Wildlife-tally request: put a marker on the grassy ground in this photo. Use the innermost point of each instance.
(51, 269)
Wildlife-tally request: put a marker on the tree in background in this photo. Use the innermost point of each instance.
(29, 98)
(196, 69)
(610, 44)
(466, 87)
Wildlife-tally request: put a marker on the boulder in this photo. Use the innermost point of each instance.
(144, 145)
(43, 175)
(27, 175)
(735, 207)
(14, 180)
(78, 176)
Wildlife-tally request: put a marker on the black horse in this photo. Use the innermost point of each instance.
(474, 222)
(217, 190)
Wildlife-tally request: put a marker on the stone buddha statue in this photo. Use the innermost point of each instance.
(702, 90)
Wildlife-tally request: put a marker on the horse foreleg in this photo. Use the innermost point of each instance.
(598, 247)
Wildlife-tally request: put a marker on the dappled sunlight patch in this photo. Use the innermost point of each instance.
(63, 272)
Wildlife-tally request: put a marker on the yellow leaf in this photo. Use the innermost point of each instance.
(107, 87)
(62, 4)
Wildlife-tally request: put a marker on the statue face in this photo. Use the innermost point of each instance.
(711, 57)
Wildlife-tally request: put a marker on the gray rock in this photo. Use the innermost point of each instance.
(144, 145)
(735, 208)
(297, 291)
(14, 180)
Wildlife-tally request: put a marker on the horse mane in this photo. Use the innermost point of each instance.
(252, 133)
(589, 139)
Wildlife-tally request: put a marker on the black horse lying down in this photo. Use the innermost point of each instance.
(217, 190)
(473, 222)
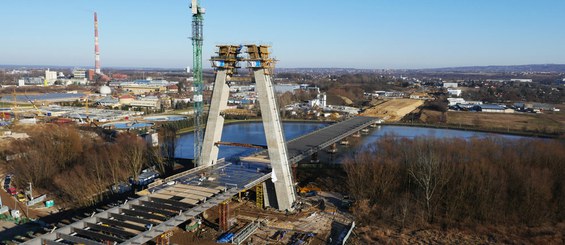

——

## TASK REQUIREMENTS:
Return every entry above exactly. Pictures stay out.

## RESPONSE TO THE TASK:
Wildlife-tally request: put a marker on the grassy ground in this photo. Use the innermost point of each instance.
(51, 269)
Wildlife-tally request: put a marker on the tree in background in this photo. Use the innermost point of each instance.
(29, 98)
(196, 69)
(610, 44)
(466, 87)
Wildlife-tally request: put a marker on the boulder in this photo. Use the innermost point of each instance.
(144, 145)
(43, 175)
(27, 175)
(735, 207)
(14, 180)
(78, 176)
Wildlife-tally request: put a marker on the black horse in this photo. Use the innermost point of each instance.
(474, 222)
(217, 190)
Wildlife-tally request: put a marker on the stone buddha statue in this photo. Use the innermost point of each instance.
(702, 90)
Wildlife-tally request: put a marker on the horse foreleg in this photo. Use the innermost point of each instance.
(598, 247)
Wildlife-tally request: put a marker on the dappled sunlight patch in this photo. Use the innermost point of each instance.
(63, 272)
Wildlife-tally request: put a marker on the yellow leaf in this photo. Use the innermost point of each instance.
(107, 87)
(62, 4)
Wildlife-tally request: put a marker on the statue face in this photo. Use the innermost point of each instance.
(711, 57)
Wildlife-tally request: put a marker on the gray rock in this photo. Use the innermost point of each instance.
(144, 145)
(735, 208)
(297, 291)
(14, 180)
Wildlife-tally request: put a marker on the horse mane in this photo. Use the innermost point of each instance.
(252, 133)
(589, 139)
Wildlife-tally request: put a marker on the black horse lying down in this photo. Use the innermost point of each instance.
(217, 190)
(473, 222)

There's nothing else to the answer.